Data listing:

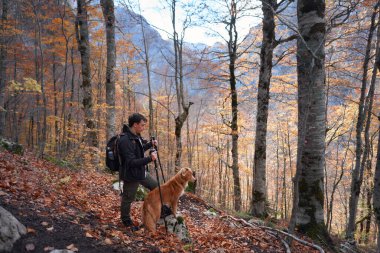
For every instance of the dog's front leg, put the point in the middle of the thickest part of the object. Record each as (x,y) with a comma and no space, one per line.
(174,208)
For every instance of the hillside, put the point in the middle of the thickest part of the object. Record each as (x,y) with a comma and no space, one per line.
(79,209)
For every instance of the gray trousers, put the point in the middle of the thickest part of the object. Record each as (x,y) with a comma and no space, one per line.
(129,194)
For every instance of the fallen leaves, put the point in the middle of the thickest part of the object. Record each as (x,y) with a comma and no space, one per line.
(87,197)
(72,248)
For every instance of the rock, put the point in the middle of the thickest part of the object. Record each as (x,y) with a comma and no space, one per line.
(12,147)
(257,222)
(10,230)
(348,247)
(61,251)
(177,226)
(211,213)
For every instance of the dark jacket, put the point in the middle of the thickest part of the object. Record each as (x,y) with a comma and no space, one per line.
(132,148)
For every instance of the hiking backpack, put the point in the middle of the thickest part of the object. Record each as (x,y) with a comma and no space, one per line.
(113,161)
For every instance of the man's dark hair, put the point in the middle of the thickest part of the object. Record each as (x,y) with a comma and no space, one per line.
(136,118)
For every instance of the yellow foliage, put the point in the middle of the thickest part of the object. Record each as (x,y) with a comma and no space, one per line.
(28,85)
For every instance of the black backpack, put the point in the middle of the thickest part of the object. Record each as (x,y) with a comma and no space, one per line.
(112,153)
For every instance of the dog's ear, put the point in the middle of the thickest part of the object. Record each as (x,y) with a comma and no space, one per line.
(183,172)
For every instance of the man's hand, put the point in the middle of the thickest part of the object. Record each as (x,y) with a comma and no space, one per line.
(153,155)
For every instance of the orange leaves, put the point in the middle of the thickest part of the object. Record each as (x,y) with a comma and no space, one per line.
(87,198)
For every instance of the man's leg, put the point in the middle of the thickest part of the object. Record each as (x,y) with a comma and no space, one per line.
(149,182)
(129,193)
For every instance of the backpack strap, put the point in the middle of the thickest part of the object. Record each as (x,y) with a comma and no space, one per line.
(120,161)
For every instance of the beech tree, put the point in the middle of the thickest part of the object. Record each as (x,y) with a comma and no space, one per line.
(308,211)
(357,174)
(83,39)
(109,20)
(3,61)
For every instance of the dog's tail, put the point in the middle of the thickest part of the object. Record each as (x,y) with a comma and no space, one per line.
(148,218)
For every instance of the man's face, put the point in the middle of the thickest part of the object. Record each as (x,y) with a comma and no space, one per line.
(139,127)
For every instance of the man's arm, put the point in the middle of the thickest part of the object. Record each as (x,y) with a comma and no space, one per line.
(127,151)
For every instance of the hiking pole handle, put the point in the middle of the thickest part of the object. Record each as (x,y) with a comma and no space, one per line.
(152,139)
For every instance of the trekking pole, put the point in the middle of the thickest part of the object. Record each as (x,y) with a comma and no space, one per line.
(159,187)
(158,158)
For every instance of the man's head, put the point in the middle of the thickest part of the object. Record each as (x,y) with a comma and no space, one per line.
(137,122)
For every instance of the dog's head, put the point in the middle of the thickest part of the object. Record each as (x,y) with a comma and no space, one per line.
(187,175)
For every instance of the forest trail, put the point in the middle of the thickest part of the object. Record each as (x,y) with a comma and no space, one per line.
(79,209)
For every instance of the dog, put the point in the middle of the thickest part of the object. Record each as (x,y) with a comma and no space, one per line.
(171,191)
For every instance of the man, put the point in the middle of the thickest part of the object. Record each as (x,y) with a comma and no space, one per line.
(132,147)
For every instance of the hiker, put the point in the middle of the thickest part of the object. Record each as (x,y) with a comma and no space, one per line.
(134,164)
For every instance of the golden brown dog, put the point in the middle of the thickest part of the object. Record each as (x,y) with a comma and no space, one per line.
(171,191)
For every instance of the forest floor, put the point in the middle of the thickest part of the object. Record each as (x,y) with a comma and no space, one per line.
(78,209)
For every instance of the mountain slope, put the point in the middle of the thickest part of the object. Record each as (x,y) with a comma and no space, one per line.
(62,206)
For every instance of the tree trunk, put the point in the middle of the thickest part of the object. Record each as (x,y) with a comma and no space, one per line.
(43,137)
(357,174)
(259,196)
(309,216)
(183,108)
(232,53)
(3,63)
(70,121)
(55,92)
(376,190)
(84,49)
(109,19)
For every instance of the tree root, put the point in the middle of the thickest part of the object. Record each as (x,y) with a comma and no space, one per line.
(274,231)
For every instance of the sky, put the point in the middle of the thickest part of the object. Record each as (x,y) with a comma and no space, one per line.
(158,15)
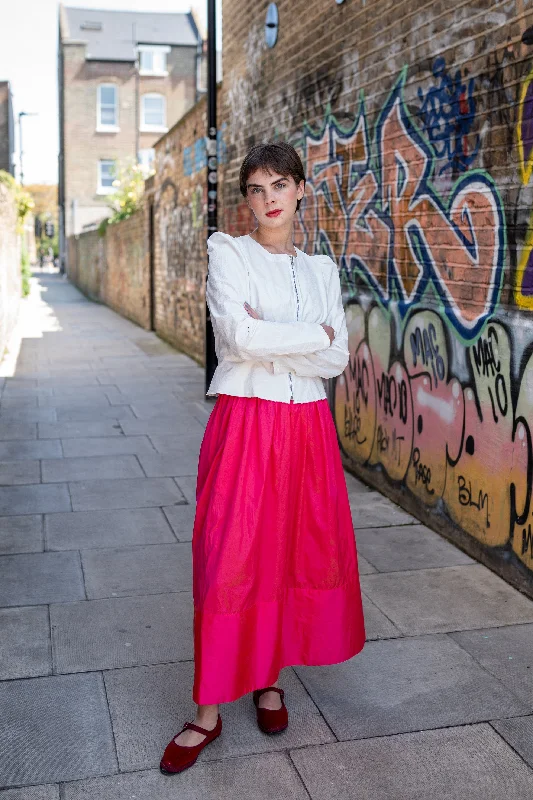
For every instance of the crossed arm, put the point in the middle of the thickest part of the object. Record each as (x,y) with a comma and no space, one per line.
(303,348)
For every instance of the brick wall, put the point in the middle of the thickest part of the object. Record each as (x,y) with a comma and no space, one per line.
(127,280)
(115,268)
(10,275)
(180,234)
(85,146)
(414,122)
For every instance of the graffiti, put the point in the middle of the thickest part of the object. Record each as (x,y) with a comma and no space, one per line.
(524,133)
(465,444)
(373,205)
(447,112)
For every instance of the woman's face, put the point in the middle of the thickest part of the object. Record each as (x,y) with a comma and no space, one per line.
(273,197)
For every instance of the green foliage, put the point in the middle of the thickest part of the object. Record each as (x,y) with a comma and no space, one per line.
(25,269)
(129,189)
(23,199)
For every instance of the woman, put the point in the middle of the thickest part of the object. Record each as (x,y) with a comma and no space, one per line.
(275,579)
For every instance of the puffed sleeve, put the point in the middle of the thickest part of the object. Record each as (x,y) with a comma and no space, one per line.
(246,338)
(330,362)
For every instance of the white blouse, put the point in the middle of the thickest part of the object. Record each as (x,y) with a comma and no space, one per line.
(284,355)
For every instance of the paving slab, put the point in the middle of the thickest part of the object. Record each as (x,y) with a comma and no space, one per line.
(17,402)
(125,571)
(48,792)
(131,493)
(31,449)
(507,653)
(86,529)
(69,738)
(449,764)
(35,578)
(447,599)
(187,485)
(180,424)
(92,413)
(122,632)
(365,568)
(406,547)
(149,705)
(21,534)
(172,464)
(251,777)
(34,499)
(377,625)
(106,446)
(401,685)
(518,732)
(185,446)
(67,430)
(58,384)
(86,468)
(27,415)
(181,519)
(18,473)
(169,408)
(25,637)
(372,510)
(96,397)
(13,431)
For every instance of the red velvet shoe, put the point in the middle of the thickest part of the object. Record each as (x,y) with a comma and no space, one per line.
(177,757)
(270,720)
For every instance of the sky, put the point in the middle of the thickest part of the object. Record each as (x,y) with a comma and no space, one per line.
(28,59)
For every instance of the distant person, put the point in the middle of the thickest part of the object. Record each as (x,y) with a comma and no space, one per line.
(275,577)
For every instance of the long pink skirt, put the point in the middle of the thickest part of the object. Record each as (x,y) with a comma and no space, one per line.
(275,578)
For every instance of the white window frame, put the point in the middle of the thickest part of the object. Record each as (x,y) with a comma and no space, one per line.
(147,170)
(101,127)
(157,49)
(104,190)
(146,128)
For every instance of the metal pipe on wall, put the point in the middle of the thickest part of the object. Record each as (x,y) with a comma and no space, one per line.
(212,172)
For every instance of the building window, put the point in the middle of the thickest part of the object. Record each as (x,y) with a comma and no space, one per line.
(153,113)
(106,176)
(107,114)
(147,160)
(153,60)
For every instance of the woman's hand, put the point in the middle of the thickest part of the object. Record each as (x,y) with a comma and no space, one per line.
(251,311)
(330,332)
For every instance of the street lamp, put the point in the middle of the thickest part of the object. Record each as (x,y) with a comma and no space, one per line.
(23,114)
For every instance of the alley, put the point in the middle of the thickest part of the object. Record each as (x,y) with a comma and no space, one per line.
(100,428)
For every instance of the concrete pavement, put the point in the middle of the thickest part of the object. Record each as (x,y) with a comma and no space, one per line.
(100,426)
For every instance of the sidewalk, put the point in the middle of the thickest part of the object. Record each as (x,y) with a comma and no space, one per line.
(100,427)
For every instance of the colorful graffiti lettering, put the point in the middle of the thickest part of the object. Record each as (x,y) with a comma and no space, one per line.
(466,444)
(524,130)
(373,206)
(448,111)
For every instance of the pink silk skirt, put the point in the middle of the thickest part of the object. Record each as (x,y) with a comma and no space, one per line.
(275,577)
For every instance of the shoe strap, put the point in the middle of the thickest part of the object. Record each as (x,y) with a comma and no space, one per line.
(259,692)
(191,726)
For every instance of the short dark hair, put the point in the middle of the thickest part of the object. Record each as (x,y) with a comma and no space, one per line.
(280,157)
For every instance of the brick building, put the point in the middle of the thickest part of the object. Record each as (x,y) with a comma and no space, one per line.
(124,79)
(414,121)
(7,129)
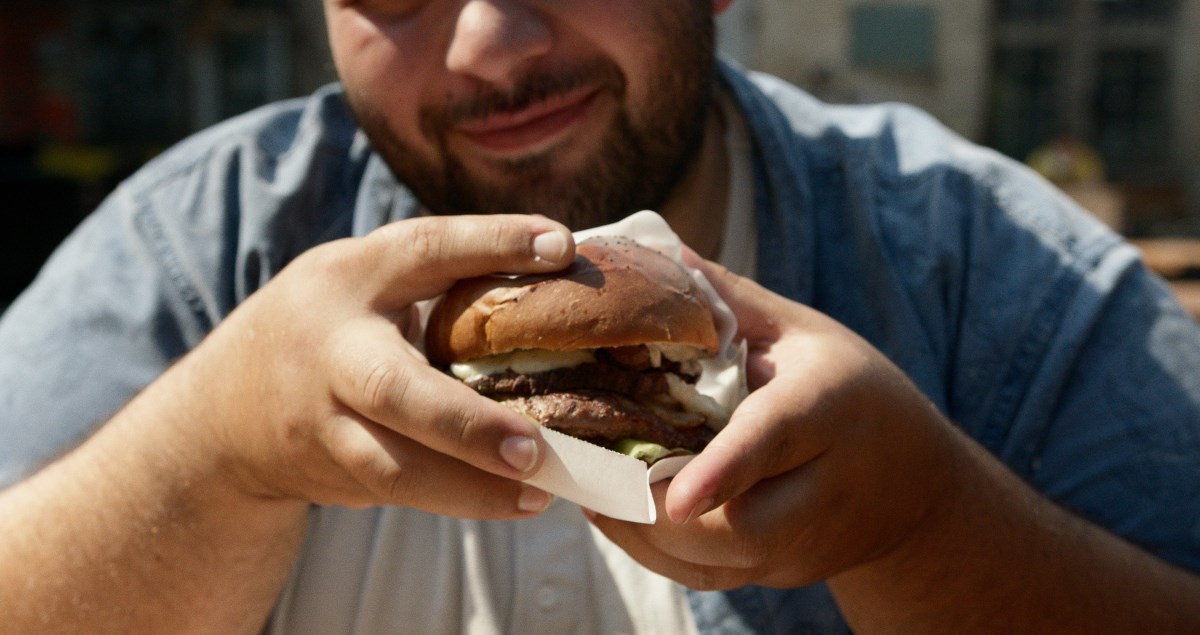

- _YOUR TASK_
Select and copy every line of the items above that contains the string "brick".

- _ANSWER TO THIS EXERCISE_
For every instance of the brick wall, put the point in the middle of the thickest part of the object. Record each as (x,y) with a comma and no space, one per line.
For every instance of the brick building, put the point in the middle of the thickest part of the object. Record each as (x,y) with a comma and no space, one per line.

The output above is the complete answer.